▸ **What is expected**: Rewrite every line of the records below, requests included, and scale each point coordinate in the answers by 0.25, rounding to whole numbers with halves going up. Leave the pictures out of what you return.

───── Provided data ─────

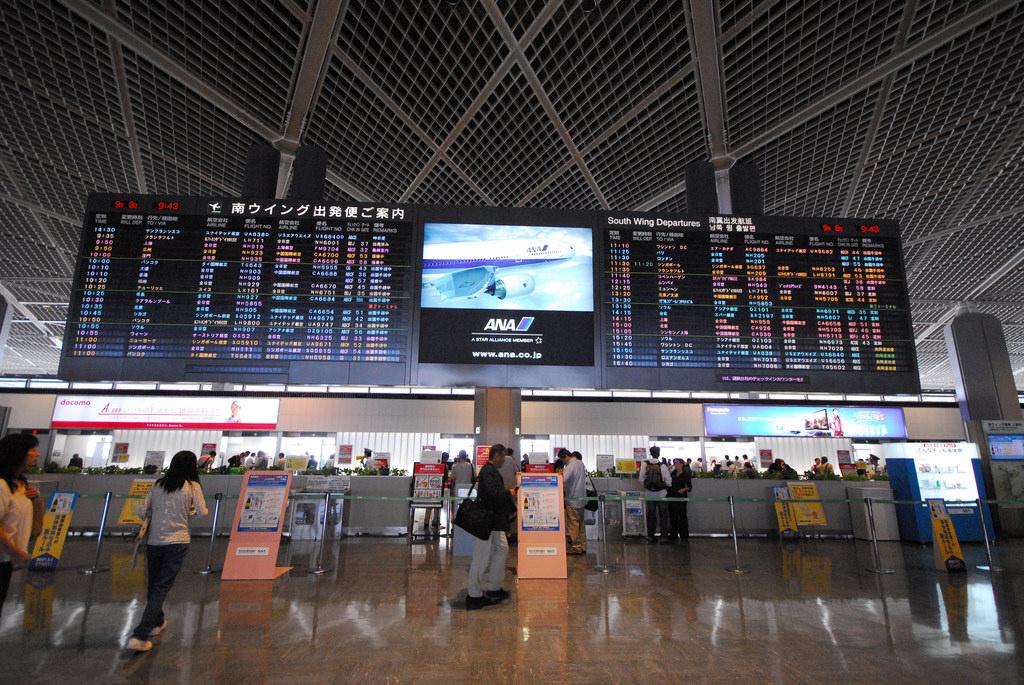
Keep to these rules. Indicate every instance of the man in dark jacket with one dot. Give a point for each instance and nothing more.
(486, 571)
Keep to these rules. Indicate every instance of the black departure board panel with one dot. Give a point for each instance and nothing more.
(219, 288)
(279, 291)
(756, 302)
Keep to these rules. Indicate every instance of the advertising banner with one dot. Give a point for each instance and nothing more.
(259, 517)
(542, 533)
(853, 422)
(165, 412)
(948, 556)
(131, 512)
(428, 481)
(120, 454)
(626, 466)
(507, 294)
(808, 513)
(155, 458)
(56, 521)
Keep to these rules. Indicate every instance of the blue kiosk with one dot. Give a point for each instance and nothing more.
(949, 471)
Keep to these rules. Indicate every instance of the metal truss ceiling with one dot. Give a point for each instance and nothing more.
(910, 111)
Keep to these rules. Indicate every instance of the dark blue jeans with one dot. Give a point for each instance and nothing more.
(162, 564)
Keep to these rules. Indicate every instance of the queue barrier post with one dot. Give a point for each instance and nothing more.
(320, 570)
(875, 541)
(208, 569)
(736, 568)
(95, 567)
(990, 566)
(602, 560)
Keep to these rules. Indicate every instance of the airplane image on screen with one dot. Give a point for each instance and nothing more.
(498, 268)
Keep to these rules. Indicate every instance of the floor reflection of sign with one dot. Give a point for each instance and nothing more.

─────

▸ **Expected answer**:
Keep to these rules. Indicate every instance of the man in dark jacket with one dot. Give a point for each instance and nothing more.
(122, 143)
Keep to these rules. Indicate every instance of the black departure board panel with one dot. Give a point for each instance and nothing more.
(55, 72)
(70, 73)
(189, 76)
Keep to these rules. Indicate every instance of the advertising banner with one dot. Give a point for each instance and nothing more.
(65, 129)
(136, 133)
(213, 106)
(41, 103)
(237, 139)
(33, 128)
(107, 120)
(30, 114)
(157, 117)
(127, 74)
(202, 128)
(39, 115)
(14, 130)
Keep to these rules. Indicate every instance of the blue kiosk with one dot. Give a point for each instance and nothing more.
(237, 118)
Keep to these rules. Indicate every instance of the metal truss ceiling with one dot. Give a point for each instance and nothing more.
(228, 28)
Keep to these rules. Indicate every instance of the dark blue jeans with one dot. Give a point for each instance and nothing more.
(41, 141)
Keep to these rules. Indicate every instance of the queue barrier post with one dot. Give a point for each instance and nothing more.
(80, 143)
(219, 135)
(52, 142)
(184, 142)
(24, 142)
(248, 142)
(151, 140)
Keep to these rules. Indicate every instance of the airplane image on screen with one dot. Give a point for each instance and nothing more.
(125, 67)
Keep to these rules. Indicate every instance of the floor reflection of sign with one dot. Give a point for each instance and nothing more.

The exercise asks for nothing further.